**Document text**.
+++++
Conditional derivatives should raise a warning or exception

proteneer commented 5 years ago

This was really tricky to track down and repro - the bug is manifested when you need to differentiate through a conditional itself (as opposed to its branches). I may be using a different terminology from you folks, so I think some code is most illustrative:

import numpy as onp
import jax
import jax.numpy as np

def foo(x):
    if onp.random.rand() < np.cos(x):
        return 2
    else:
        return 3

def expectation(val):
    total = 0
    counts = 50000
    for _ in range(counts):
        total += foo(val)
    return total/counts

# we can also compute the expectation
# analytically as:

#   P(true)*2 + P(false)*3
# = cos(x)*2 + (1-cos(x))*3

x = expectation(0.5) 
print(x)
# for large counts, this returns exactly 
# 2.12241743811

# the gradient of the expectation should be:
# -sin(x)*2 + sin(x)*3
# 0.4794255386

grad_expectation = jax.jacfwd(expectation, argnums=(0,))
# always returns zero because foo returns constants
print("autodiff", grad_expectation(0.5))

proteneer commented 5 years ago

Also: if you guys have an actual solution to do this in a general way, I'd be happy with not raising an exception or warning either :)

mattjj commented 5 years ago

Thanks for the brain-teaser!

I think there might be a math issue here actually; in particular, I don't think this function meets the usual sufficient conditions for Leibniz's integral rule to apply, but the consequent of that rule is essentially equivalent to the conclusion you want to draw.

Let's rewrite the function to more explicitly depend on the random element:

def f(x, w):
  if w < np.cos(x):
    return 2
  else:
    return 3

Now taking it as a function over R \times (0, 1), it isn't continuous, and the partial derivative with respect to x doesn't exist everywhere. In particular, that violates condition 2 (and 3) of the measure-theoretic statement of the rule because for every w the derivative fails to exist for all x. (In some sense, even if we said it exists but takes on an infinitely large value to make the function value jump from 2 to 3, the third condition would fail because it requires an integrable bound on the magnitude of the derivative that is independent of x.)

The gradient of the expectation is really the left-hand side of the Leibniz rule (differentiation outside the integral), but running a Monte Carlo estimate using this program is estimating the right-hand side of the rule (integration on the outside).
+++++
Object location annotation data

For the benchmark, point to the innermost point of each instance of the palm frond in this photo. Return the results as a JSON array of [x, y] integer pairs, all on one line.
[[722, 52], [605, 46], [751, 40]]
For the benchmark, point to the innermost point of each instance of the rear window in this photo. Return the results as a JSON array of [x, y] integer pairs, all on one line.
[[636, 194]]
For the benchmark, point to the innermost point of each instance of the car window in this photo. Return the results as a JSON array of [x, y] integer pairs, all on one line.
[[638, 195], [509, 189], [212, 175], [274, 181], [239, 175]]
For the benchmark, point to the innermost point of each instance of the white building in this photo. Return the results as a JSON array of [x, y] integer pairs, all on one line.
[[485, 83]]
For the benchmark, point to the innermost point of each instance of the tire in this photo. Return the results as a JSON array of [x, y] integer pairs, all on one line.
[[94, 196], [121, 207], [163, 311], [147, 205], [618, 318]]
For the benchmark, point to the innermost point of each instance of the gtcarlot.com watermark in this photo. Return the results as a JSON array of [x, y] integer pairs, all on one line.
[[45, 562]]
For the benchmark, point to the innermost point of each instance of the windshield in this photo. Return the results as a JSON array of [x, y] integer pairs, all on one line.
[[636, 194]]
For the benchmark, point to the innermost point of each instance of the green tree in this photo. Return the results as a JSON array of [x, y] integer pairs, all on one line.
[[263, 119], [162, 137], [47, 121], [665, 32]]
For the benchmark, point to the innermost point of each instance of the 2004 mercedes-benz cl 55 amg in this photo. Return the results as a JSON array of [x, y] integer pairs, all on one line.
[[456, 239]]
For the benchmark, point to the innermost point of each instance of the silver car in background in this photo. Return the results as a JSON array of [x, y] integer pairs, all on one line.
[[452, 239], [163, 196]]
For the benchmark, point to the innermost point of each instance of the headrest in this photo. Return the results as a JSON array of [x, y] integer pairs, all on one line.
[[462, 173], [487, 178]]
+++++
Write out the part of the thread on conditional derivatives starting with "# for large" and going on through "warning either :)". The items play no role in this.

**Output of the exercise**.
# for large counts, this returns exactly 
# 2.12241743811

# the gradient of the expectation should be:
# -sin(x)*2 + sin(x)*3
# 0.4794255386

grad_expectation = jax.jacfwd(expectation, argnums=(0,))
# always returns zero because foo returns constants
print("autodiff", grad_expectation(0.5))

proteneer commented 5 years ago

Also: if you guys have an actual solution to do this in a general way, I'd be happy with not raising an exception or warning either :)